§ Work task:
For the entries below, report the number of lines containing "light", without any other content.
[Data for the task — start]
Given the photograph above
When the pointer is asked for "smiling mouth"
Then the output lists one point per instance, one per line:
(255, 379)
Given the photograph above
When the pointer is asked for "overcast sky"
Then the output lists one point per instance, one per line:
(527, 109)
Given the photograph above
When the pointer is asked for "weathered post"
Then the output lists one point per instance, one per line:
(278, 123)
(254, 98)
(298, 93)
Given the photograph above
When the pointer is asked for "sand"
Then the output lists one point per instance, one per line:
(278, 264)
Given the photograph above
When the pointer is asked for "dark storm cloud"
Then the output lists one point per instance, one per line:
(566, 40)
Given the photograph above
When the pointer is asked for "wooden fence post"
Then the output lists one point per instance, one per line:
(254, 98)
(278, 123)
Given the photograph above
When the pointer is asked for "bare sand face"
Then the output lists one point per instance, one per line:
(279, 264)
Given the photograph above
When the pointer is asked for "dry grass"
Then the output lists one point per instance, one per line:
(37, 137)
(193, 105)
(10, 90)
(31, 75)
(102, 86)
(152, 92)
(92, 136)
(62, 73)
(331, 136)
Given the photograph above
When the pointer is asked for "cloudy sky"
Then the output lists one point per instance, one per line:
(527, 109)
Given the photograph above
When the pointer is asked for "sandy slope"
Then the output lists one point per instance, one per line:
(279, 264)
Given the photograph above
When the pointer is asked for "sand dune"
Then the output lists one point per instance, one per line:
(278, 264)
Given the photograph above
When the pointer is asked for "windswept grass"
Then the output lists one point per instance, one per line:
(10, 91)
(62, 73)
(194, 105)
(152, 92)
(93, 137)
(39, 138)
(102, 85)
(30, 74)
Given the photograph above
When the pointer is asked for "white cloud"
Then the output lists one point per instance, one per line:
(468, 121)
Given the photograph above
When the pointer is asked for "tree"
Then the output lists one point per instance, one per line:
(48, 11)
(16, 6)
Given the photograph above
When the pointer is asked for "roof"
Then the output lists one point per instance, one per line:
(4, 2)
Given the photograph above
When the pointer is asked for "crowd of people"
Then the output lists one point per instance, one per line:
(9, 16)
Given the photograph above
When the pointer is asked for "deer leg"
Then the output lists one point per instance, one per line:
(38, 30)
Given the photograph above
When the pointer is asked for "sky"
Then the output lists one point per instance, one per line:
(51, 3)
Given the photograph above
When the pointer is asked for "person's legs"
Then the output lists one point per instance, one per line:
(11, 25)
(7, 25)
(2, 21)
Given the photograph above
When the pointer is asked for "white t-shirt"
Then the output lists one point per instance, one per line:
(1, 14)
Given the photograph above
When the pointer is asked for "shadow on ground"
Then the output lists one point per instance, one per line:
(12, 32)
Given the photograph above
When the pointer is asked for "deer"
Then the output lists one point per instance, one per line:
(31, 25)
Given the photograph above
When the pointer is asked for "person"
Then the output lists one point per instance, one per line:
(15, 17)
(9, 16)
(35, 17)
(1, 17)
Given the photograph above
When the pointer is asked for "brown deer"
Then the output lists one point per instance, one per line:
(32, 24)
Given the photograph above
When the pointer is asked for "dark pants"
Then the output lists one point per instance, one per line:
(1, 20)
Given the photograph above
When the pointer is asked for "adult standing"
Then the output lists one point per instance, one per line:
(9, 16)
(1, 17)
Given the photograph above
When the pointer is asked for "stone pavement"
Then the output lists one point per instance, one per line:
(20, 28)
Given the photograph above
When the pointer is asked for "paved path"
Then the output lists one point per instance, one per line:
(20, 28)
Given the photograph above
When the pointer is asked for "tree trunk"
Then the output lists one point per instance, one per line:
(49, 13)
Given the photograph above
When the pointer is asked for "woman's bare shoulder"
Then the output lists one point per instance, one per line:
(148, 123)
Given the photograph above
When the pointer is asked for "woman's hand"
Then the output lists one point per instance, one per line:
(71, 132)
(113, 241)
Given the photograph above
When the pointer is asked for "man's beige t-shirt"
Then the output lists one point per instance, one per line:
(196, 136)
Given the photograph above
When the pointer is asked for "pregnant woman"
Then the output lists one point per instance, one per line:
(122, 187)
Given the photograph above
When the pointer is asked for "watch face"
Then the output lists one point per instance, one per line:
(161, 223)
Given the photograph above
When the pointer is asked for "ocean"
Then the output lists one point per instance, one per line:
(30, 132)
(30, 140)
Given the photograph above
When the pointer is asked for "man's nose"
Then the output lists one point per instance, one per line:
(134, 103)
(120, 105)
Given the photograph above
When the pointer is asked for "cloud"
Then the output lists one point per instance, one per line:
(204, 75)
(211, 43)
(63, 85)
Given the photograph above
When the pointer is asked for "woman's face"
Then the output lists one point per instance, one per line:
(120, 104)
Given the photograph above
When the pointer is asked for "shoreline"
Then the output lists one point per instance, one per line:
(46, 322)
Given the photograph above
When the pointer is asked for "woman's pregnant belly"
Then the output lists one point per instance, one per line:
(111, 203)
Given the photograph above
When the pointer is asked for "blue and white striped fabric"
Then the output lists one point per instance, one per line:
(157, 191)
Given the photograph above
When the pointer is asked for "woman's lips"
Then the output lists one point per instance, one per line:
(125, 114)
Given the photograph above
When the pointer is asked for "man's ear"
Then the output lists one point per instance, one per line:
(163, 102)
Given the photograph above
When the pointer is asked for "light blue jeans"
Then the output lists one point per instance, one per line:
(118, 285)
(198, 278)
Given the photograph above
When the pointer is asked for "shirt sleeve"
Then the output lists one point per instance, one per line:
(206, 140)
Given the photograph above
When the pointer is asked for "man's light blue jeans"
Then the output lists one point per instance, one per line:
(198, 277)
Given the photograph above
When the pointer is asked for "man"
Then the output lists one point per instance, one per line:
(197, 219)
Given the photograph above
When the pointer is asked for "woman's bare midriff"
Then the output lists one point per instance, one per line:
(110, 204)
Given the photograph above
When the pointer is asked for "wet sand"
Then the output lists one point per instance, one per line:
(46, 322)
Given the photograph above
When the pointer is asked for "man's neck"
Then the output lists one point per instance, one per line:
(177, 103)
[Data for the task — finish]
§ Finished exercise:
2